> Task objective
Please render every line of the records below as a numbered list and omit any blank lines.

> Supplied records
- - - - -
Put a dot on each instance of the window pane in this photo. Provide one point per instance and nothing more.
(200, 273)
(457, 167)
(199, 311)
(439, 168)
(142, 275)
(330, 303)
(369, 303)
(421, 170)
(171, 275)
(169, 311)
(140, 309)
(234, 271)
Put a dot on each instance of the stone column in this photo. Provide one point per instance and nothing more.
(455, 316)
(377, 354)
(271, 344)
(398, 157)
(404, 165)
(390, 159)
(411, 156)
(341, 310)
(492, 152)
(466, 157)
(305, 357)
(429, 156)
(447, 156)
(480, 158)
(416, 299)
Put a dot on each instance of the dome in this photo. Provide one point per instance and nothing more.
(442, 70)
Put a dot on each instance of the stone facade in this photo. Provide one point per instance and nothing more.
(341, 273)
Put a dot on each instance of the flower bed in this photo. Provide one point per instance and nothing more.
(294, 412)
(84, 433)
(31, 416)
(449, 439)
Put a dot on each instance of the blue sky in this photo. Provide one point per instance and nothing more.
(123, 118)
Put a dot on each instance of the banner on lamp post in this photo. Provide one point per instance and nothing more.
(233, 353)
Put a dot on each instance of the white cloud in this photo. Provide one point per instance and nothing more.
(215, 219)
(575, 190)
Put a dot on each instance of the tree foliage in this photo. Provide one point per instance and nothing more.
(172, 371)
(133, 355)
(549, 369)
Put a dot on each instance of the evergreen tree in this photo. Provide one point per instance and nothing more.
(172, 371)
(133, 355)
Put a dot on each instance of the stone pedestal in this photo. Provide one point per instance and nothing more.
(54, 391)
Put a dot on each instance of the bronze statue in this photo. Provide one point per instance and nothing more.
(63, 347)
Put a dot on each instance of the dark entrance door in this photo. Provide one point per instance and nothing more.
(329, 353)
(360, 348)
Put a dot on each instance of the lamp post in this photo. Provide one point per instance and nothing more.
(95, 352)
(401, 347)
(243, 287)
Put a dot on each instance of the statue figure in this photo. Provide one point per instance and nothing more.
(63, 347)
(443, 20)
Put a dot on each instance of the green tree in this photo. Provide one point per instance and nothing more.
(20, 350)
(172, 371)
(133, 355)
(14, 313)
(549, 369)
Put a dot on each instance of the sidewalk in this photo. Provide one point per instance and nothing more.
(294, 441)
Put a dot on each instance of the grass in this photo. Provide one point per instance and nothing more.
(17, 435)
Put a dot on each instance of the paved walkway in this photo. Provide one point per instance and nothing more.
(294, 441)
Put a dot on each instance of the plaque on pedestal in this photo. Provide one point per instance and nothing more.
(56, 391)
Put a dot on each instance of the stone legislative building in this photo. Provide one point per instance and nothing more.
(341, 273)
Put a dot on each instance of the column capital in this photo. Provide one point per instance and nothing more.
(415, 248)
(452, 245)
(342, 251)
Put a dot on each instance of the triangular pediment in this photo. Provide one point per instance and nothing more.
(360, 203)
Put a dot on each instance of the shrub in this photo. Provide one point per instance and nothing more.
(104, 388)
- - - - -
> Task output
1. Put a dot on each instance of the window pane in this photo. Provide one point per instance and nothing more.
2. (200, 273)
3. (457, 167)
4. (199, 311)
5. (439, 168)
6. (142, 275)
7. (330, 303)
8. (369, 303)
9. (421, 170)
10. (171, 275)
11. (169, 311)
12. (140, 309)
13. (234, 271)
14. Put a dot on each instance of the stone column in this photo. Provide one point per instance and nothing more.
15. (455, 316)
16. (377, 354)
17. (271, 344)
18. (398, 157)
19. (404, 165)
20. (390, 159)
21. (411, 156)
22. (341, 310)
23. (492, 152)
24. (466, 157)
25. (305, 357)
26. (429, 156)
27. (447, 156)
28. (480, 158)
29. (416, 299)
30. Put a dot on each instance of the dome in this photo. Provide one point per instance and nothing more.
31. (442, 70)
32. Put a dot on each instance of the stone facade in this photo. Provide one point per instance and nothing more.
33. (341, 273)
34. Put a dot on each instance of the flower bed in this photo. Provide one point per instance and nothing more.
35. (294, 412)
36. (84, 433)
37. (31, 416)
38. (449, 439)
39. Put a dot on each instance of the blue sky in this photo. Provide one point per instance and nothing more.
40. (123, 118)
41. Put a dot on each instance of the banner on lamp post in this photo. Provide one point per instance and nothing more.
42. (233, 353)
43. Put a dot on each instance of the white cloud in this photo. Provide one point per instance and nothing more.
44. (215, 219)
45. (575, 190)
46. Put a dot on each instance of the tree foliage in this photo. Provide one point per instance and nothing more.
47. (172, 371)
48. (133, 355)
49. (549, 369)
50. Put a dot on each instance of the evergreen tree in this photo. Provide one point per instance and nothing more.
51. (172, 371)
52. (133, 355)
53. Put a dot on each instance of the stone pedestal in this photo. Provide one point per instance and nothing more.
54. (54, 391)
55. Put a dot on each instance of the bronze statue in this photo. Provide one point per instance and nothing more.
56. (63, 347)
57. Put a dot on each instance of the dark entrance door in this photo. Provide one point per instance and nothing more.
58. (329, 353)
59. (360, 348)
60. Put a dot on each instance of the lamp post in this photo. Provide one point per instance and nothing more.
61. (95, 352)
62. (401, 347)
63. (243, 287)
64. Put a dot on each instance of the statue figure in this photo. Provide one point per instance and nothing more.
65. (63, 347)
66. (443, 20)
67. Put a dot on each instance of the green tree in this photo. Provide one point per instance and nothing more.
68. (20, 350)
69. (172, 371)
70. (133, 355)
71. (14, 313)
72. (549, 369)
73. Put a dot on each instance of the sidewalk in this photo. Provide one point per instance and nothing more.
74. (294, 441)
75. Put a dot on each instance of the grass in this photo. Provide one point per instance and nothing more.
76. (17, 435)
77. Put a dot on each instance of the paved walkway in this photo. Provide one point per instance and nothing more.
78. (294, 441)
79. Put a dot on each instance of the plaque on pedestal in this photo. Provide one point per instance and nothing more.
80. (56, 391)
81. Put a dot on each instance of the stone legislative building in this photo. Provide one point per instance and nothing more.
82. (341, 273)
83. Put a dot on each instance of the column capital in this photo. Provide one point per instance and nothing more.
84. (415, 248)
85. (452, 245)
86. (342, 251)
87. Put a dot on each instance of the triangular pediment in this photo. Provide one point per instance and nothing more.
88. (360, 203)
89. Put a dot on each instance of the shrub in this photo. Provide one point per instance and nothing more.
90. (104, 388)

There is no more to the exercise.